Job
Copy out all the records below with every "population record" swapped for "inventory record" and nothing else altered. Leave the pictures out.

══ Stored data ══

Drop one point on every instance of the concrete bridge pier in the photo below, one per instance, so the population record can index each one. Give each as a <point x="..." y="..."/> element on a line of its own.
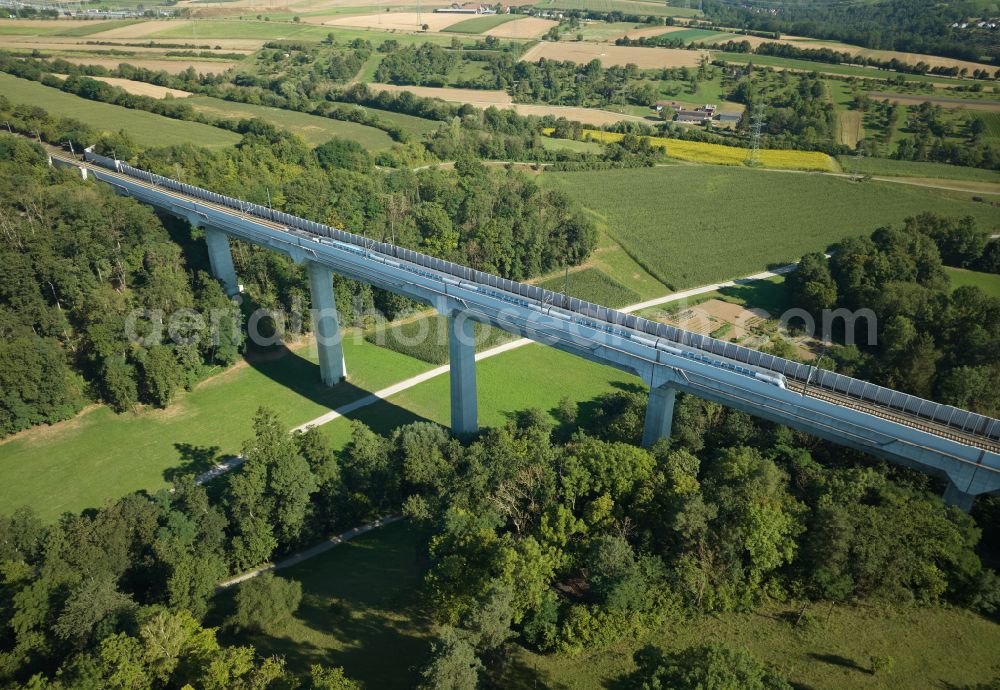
<point x="462" y="359"/>
<point x="954" y="496"/>
<point x="221" y="260"/>
<point x="659" y="414"/>
<point x="326" y="325"/>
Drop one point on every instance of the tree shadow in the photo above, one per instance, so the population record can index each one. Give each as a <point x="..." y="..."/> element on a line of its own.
<point x="193" y="460"/>
<point x="837" y="660"/>
<point x="302" y="376"/>
<point x="515" y="672"/>
<point x="361" y="610"/>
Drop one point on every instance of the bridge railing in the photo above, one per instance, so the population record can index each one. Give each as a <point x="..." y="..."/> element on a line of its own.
<point x="947" y="415"/>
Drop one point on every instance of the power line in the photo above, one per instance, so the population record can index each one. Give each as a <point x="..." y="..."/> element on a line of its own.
<point x="756" y="128"/>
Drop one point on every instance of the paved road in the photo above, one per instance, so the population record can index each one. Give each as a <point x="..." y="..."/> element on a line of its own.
<point x="406" y="384"/>
<point x="311" y="552"/>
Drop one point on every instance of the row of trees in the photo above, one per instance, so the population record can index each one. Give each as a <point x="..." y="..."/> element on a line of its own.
<point x="933" y="342"/>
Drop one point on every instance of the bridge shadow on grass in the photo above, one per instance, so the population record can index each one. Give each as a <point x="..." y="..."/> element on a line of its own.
<point x="193" y="460"/>
<point x="360" y="610"/>
<point x="837" y="660"/>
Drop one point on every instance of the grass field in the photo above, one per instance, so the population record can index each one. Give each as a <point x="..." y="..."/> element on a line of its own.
<point x="689" y="35"/>
<point x="147" y="129"/>
<point x="478" y="25"/>
<point x="222" y="28"/>
<point x="691" y="226"/>
<point x="592" y="285"/>
<point x="570" y="145"/>
<point x="893" y="168"/>
<point x="530" y="376"/>
<point x="987" y="282"/>
<point x="932" y="648"/>
<point x="717" y="154"/>
<point x="362" y="599"/>
<point x="991" y="120"/>
<point x="99" y="456"/>
<point x="624" y="6"/>
<point x="822" y="67"/>
<point x="313" y="129"/>
<point x="97" y="27"/>
<point x="360" y="610"/>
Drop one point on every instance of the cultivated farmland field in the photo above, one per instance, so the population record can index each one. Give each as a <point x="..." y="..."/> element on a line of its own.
<point x="888" y="167"/>
<point x="478" y="25"/>
<point x="592" y="285"/>
<point x="717" y="154"/>
<point x="612" y="55"/>
<point x="691" y="226"/>
<point x="313" y="129"/>
<point x="147" y="129"/>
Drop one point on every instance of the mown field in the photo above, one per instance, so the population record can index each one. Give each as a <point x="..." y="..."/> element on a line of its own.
<point x="690" y="226"/>
<point x="99" y="456"/>
<point x="717" y="154"/>
<point x="593" y="285"/>
<point x="225" y="28"/>
<point x="932" y="648"/>
<point x="625" y="6"/>
<point x="360" y="609"/>
<point x="147" y="129"/>
<point x="987" y="282"/>
<point x="363" y="598"/>
<point x="892" y="168"/>
<point x="531" y="376"/>
<point x="478" y="25"/>
<point x="313" y="129"/>
<point x="822" y="67"/>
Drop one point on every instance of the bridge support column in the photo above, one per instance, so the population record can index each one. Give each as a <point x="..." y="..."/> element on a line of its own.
<point x="954" y="496"/>
<point x="326" y="325"/>
<point x="659" y="414"/>
<point x="221" y="260"/>
<point x="462" y="359"/>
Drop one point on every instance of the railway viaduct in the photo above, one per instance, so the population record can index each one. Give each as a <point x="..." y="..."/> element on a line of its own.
<point x="961" y="447"/>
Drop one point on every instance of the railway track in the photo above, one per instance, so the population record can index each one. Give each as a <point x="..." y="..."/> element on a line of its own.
<point x="898" y="417"/>
<point x="983" y="441"/>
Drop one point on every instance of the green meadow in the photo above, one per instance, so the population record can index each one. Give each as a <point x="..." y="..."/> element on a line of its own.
<point x="147" y="129"/>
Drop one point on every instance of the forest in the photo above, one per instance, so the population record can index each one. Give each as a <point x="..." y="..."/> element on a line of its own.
<point x="66" y="319"/>
<point x="933" y="342"/>
<point x="559" y="537"/>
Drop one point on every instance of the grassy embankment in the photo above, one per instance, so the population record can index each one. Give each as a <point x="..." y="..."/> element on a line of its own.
<point x="717" y="154"/>
<point x="362" y="598"/>
<point x="146" y="129"/>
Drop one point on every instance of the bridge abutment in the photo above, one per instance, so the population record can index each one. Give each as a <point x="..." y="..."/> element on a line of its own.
<point x="462" y="359"/>
<point x="954" y="496"/>
<point x="221" y="260"/>
<point x="326" y="325"/>
<point x="659" y="414"/>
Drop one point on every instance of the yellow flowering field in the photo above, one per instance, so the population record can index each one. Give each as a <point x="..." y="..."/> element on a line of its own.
<point x="717" y="154"/>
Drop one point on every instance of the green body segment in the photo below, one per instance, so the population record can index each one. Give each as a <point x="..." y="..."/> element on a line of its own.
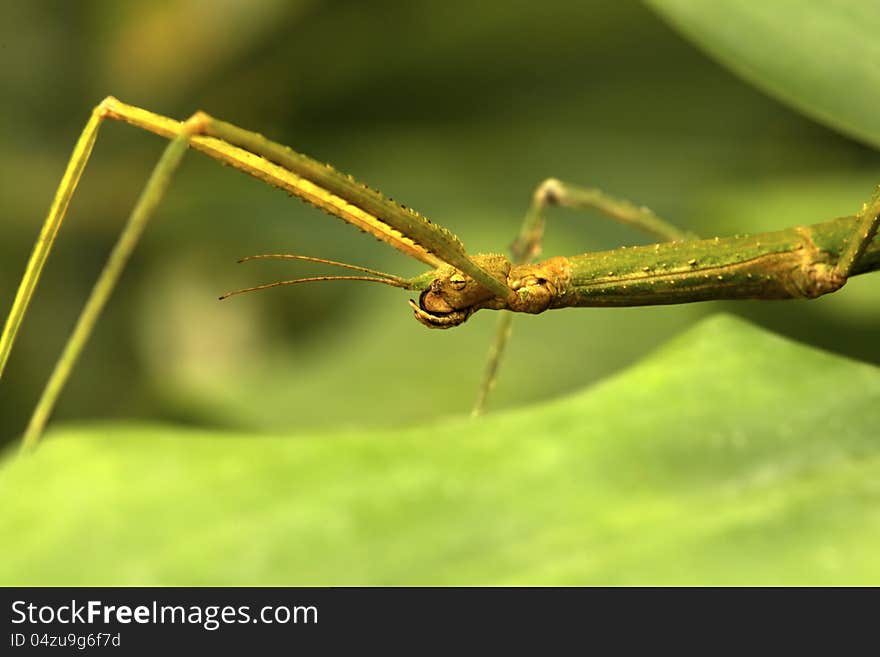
<point x="434" y="238"/>
<point x="792" y="263"/>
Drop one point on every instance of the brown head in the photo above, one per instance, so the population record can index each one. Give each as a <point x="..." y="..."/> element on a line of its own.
<point x="451" y="297"/>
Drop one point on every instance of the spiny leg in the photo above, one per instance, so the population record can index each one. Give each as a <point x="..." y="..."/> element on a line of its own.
<point x="75" y="166"/>
<point x="149" y="200"/>
<point x="528" y="244"/>
<point x="867" y="223"/>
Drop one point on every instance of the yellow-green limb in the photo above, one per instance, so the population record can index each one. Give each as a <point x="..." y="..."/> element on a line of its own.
<point x="867" y="222"/>
<point x="527" y="246"/>
<point x="78" y="160"/>
<point x="150" y="197"/>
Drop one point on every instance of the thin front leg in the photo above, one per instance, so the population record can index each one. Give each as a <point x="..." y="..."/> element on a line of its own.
<point x="867" y="222"/>
<point x="75" y="166"/>
<point x="528" y="244"/>
<point x="153" y="192"/>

═══

Finished answer
Drop one point on every instance of the concrete bridge pier in the photo below, one per instance, so the inventory record can index each one. Give each as a <point x="..." y="..."/> element on a line of its own.
<point x="462" y="359"/>
<point x="954" y="496"/>
<point x="221" y="260"/>
<point x="659" y="414"/>
<point x="326" y="325"/>
Drop one point on every instance of the tree shadow in the photo above, one per instance, so the inventory record can index each one. Give each as a <point x="..." y="..."/> element on a line of its own.
<point x="193" y="460"/>
<point x="837" y="660"/>
<point x="302" y="376"/>
<point x="515" y="672"/>
<point x="361" y="610"/>
Drop one point on every instance of the bridge railing in the photo above, one per instance, so the inventory record can index each one. Give each as a <point x="..." y="..."/> element on a line of its own.
<point x="947" y="415"/>
Drop one point on every instance of the power line in the photo above, one per instance, so the inventory record can index each one. Give each as a <point x="..." y="..."/> element on a line of its own.
<point x="756" y="128"/>
Drop one point on every instance of the paved road in the photo above, one per instance, so the inventory record can index each one. Give each as a <point x="..." y="..."/> element on a line of its own.
<point x="406" y="384"/>
<point x="311" y="552"/>
Drop one point on every instance of the row of trees in the photo above, one per instance, so the inventory record can index each one. Give each as a <point x="..." y="..."/> element on a line of its own.
<point x="933" y="342"/>
Drop one point on every instance of the bridge shadow on grass in the photo above, one per instance, so the inventory record can index each one. Give each as a <point x="..." y="..."/> element on a line of its own.
<point x="193" y="460"/>
<point x="360" y="610"/>
<point x="837" y="660"/>
Drop one point on every instance of the grass field in the photo above, one per instance, so the inventory record can index each one. Give each as a <point x="..." y="..."/> element on a line of its own.
<point x="689" y="35"/>
<point x="147" y="129"/>
<point x="478" y="25"/>
<point x="222" y="28"/>
<point x="691" y="226"/>
<point x="592" y="285"/>
<point x="570" y="145"/>
<point x="893" y="168"/>
<point x="530" y="376"/>
<point x="987" y="282"/>
<point x="932" y="648"/>
<point x="717" y="154"/>
<point x="362" y="599"/>
<point x="991" y="120"/>
<point x="99" y="456"/>
<point x="624" y="6"/>
<point x="822" y="67"/>
<point x="313" y="129"/>
<point x="97" y="27"/>
<point x="360" y="610"/>
Drop one point on every instance of the cultivated farmland field in the photo above, one per instance, so the inventory record can index each one. Give each as a <point x="..." y="..."/> element on a line of its own.
<point x="888" y="167"/>
<point x="478" y="25"/>
<point x="592" y="285"/>
<point x="717" y="154"/>
<point x="612" y="55"/>
<point x="691" y="226"/>
<point x="313" y="129"/>
<point x="147" y="129"/>
Drop one point on every instance of the mown field in the photo above, one per instance, so the inventory record can index each one. Give each as a <point x="..." y="..."/> element on a line of its own.
<point x="690" y="226"/>
<point x="99" y="456"/>
<point x="717" y="154"/>
<point x="593" y="285"/>
<point x="225" y="28"/>
<point x="932" y="648"/>
<point x="625" y="6"/>
<point x="360" y="609"/>
<point x="147" y="129"/>
<point x="987" y="282"/>
<point x="363" y="598"/>
<point x="892" y="168"/>
<point x="531" y="376"/>
<point x="478" y="25"/>
<point x="313" y="129"/>
<point x="822" y="67"/>
Drop one point on every instance of the bridge support column in the photo above, one per instance, so the inventory record can index each one. Give each as a <point x="..." y="..."/> element on a line of its own.
<point x="954" y="496"/>
<point x="326" y="325"/>
<point x="659" y="414"/>
<point x="221" y="260"/>
<point x="462" y="359"/>
Drop one point on every instance of the railway viaduct in the photo above, one per instance, so the inventory record can index each one. Give each as a <point x="..." y="..."/> element on a line of its own.
<point x="961" y="447"/>
Drop one point on every instance of the railway track in the photo above, one per instance, so the inventory record can index each one. Give each as a <point x="..." y="..."/> element on a line of its own.
<point x="898" y="417"/>
<point x="983" y="441"/>
Drop one point on every instance of the green meadow in the photo above, one per instance, so the inventory record can index each one. Give each as a <point x="..." y="..."/> element on a line of its own.
<point x="147" y="129"/>
Drop one point on every instance of the forest in the photo above, one per instance, so the inventory record can index each one. Give each as a <point x="..." y="..."/> element on a line of its own.
<point x="66" y="319"/>
<point x="933" y="342"/>
<point x="559" y="537"/>
Drop one point on every instance of the grassy embankment in the photo above, one per instance, so the inventory record can index each one. Give each as a <point x="..." y="..."/> element on a line of its own.
<point x="717" y="154"/>
<point x="362" y="598"/>
<point x="146" y="129"/>
Drop one point on every instance of the bridge abutment in the photo above, one per instance, so the inventory record can index each one. Give each as a <point x="..." y="..."/> element on a line of its own.
<point x="462" y="359"/>
<point x="954" y="496"/>
<point x="221" y="260"/>
<point x="326" y="325"/>
<point x="659" y="414"/>
Drop one point on every instance of the yellow flowering field in the photo above, one per instance, so the inventory record can index each one. Give each as a <point x="..." y="..."/> element on a line of its own.
<point x="717" y="154"/>
Drop one point on every instance of the green body segment in the photo below, one per instance, so the inventory record can index each one. Give each as a <point x="..." y="..."/> element on a line of its own.
<point x="434" y="238"/>
<point x="792" y="263"/>
Drop one point on every instance of the brown head in the photo above, one per instance, so the inventory record can index each one. Give each as a <point x="..." y="..."/> element on a line of its own.
<point x="451" y="297"/>
Drop one point on every instance of the spiny leg in the photo above, one per instance, so the inventory record can index each one. Give each as a <point x="..." y="..."/> element on a line of its own.
<point x="75" y="166"/>
<point x="149" y="200"/>
<point x="528" y="244"/>
<point x="867" y="223"/>
Drop one point on every instance of the yellow-green limb in the photo above, one per instance, so the inventory record can index each one. Give each as a <point x="..." y="..."/> element on a line of its own.
<point x="867" y="222"/>
<point x="527" y="246"/>
<point x="78" y="160"/>
<point x="150" y="197"/>
Drop one point on every instance of the thin front leg in the photo above, one per instance, so the inventory record can index each one. Give each as a <point x="..." y="..."/> element on a line of its own.
<point x="867" y="222"/>
<point x="75" y="166"/>
<point x="528" y="244"/>
<point x="153" y="192"/>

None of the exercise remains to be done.